**What the task asks:** Starting with the line containing "Target = small green plant" and going on through the end of the records, express the records below as a two-column CSV with the columns request and answer. Give one row for each request, with its text and its answer each in a single quoted field and line breaks turned into spaces.
# START OF Stored data
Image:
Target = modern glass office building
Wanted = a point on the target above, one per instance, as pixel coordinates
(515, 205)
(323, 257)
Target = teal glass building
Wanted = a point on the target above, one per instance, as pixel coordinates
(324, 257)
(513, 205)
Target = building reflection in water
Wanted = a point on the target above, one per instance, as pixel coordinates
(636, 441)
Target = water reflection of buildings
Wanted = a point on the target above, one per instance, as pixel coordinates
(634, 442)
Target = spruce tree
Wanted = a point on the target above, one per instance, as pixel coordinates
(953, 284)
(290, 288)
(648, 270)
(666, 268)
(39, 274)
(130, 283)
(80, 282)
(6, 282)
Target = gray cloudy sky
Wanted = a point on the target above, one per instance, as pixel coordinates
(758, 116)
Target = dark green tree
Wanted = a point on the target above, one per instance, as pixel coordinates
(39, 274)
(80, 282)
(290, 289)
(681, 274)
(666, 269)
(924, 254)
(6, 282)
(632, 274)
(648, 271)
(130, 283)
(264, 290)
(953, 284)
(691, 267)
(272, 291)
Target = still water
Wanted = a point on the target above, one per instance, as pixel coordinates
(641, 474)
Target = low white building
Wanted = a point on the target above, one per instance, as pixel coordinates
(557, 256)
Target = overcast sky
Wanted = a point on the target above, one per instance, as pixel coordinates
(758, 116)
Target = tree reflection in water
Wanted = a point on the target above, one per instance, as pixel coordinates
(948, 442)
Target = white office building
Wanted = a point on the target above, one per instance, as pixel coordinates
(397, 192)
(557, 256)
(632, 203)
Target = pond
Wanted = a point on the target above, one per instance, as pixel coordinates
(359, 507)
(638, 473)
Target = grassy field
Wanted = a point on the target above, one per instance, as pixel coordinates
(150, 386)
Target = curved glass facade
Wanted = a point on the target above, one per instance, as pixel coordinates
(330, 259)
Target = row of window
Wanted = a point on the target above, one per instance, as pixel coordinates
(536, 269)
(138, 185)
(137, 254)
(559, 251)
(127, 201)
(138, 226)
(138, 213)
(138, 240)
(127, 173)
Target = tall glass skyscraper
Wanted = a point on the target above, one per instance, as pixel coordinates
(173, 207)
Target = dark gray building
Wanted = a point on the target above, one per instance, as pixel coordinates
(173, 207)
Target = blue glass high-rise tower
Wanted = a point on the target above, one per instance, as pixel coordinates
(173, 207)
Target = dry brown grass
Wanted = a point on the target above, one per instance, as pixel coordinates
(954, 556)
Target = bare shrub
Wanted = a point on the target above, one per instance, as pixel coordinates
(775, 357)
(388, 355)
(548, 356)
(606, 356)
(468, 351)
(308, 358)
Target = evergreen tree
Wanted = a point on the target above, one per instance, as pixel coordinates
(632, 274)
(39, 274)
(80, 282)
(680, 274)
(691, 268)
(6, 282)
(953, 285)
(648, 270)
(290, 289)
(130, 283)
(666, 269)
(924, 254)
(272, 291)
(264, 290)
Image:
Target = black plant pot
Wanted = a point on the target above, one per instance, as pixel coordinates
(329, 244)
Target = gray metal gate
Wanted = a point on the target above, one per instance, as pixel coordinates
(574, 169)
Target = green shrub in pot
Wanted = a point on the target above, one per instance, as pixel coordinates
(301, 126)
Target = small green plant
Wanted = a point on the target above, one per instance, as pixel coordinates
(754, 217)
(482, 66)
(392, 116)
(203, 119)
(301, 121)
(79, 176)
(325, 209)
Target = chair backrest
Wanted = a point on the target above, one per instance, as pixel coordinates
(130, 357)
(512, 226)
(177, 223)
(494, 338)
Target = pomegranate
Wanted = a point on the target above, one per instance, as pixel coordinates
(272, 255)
# END OF Stored data
**Response for this exercise:**
request,answer
"Target = small green plant Wanted = a point on the target above, one per instance, as pixel coordinates","(754, 217) (482, 66) (392, 116) (203, 119) (301, 121) (79, 176) (325, 209)"
"Target = chair backrest Wanted = a point on the target above, one per instance, as pixel coordinates","(130, 357) (512, 226) (177, 223) (494, 338)"
"Target = pomegranate Wanted = a point on the target above, one per instance, as pixel coordinates","(272, 255)"